Exercise description → In the records below, find the line containing "of the ceiling" and retype it and every line after it exactly, adding nothing.

Dataset records:
+ + + +

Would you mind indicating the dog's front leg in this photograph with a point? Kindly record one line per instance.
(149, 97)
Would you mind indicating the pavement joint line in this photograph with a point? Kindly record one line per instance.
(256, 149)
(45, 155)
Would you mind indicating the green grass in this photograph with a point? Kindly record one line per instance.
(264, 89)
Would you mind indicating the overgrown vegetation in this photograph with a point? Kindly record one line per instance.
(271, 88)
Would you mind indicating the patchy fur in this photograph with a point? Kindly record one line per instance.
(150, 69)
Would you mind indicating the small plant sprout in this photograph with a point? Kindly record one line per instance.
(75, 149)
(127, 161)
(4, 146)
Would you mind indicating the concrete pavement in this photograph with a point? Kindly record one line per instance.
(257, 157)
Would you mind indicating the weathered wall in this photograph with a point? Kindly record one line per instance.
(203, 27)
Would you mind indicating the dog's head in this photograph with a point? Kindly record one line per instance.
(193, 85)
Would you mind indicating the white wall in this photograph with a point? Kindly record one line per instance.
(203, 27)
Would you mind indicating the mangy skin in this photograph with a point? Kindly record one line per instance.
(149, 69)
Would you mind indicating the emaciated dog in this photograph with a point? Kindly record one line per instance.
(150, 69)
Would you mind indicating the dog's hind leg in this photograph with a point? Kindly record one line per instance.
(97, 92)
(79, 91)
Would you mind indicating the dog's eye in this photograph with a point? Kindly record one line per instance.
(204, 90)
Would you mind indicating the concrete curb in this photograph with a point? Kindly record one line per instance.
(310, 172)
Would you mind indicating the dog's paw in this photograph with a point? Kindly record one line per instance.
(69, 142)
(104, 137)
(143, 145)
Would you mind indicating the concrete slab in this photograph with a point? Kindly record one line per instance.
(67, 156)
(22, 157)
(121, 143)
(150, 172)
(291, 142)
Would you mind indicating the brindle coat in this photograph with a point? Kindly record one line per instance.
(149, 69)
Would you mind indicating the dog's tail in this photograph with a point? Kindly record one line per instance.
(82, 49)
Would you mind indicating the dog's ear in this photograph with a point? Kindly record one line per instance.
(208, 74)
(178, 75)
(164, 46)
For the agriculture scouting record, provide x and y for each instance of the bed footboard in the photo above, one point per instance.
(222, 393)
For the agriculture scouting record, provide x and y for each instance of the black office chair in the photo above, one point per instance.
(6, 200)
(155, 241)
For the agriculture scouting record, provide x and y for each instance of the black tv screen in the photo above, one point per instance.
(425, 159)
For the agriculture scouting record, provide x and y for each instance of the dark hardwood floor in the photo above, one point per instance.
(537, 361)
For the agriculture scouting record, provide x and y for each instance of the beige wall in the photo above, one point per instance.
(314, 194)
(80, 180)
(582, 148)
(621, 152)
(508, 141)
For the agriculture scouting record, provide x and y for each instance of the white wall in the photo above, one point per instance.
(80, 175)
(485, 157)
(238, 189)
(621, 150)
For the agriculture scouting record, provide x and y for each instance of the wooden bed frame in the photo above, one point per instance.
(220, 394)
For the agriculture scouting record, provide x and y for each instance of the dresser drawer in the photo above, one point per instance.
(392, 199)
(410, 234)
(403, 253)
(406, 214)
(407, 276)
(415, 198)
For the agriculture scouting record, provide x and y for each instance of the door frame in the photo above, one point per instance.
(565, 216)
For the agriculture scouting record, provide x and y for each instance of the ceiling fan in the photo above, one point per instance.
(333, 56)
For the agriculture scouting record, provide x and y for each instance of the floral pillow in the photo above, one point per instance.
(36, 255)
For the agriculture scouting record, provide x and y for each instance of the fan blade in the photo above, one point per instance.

+ + + +

Task answer →
For the agriculture scouting record, provide x and y for each instance of the ceiling fan in the photo above, one point per instance.
(333, 56)
For the agriculture scouting record, provide x and y for each instance of the floral pillow in the photo above, one point per instance.
(36, 255)
For the agriculture scouting record, provide x and y for each instance of the fan blade in the photo above, one point per instance.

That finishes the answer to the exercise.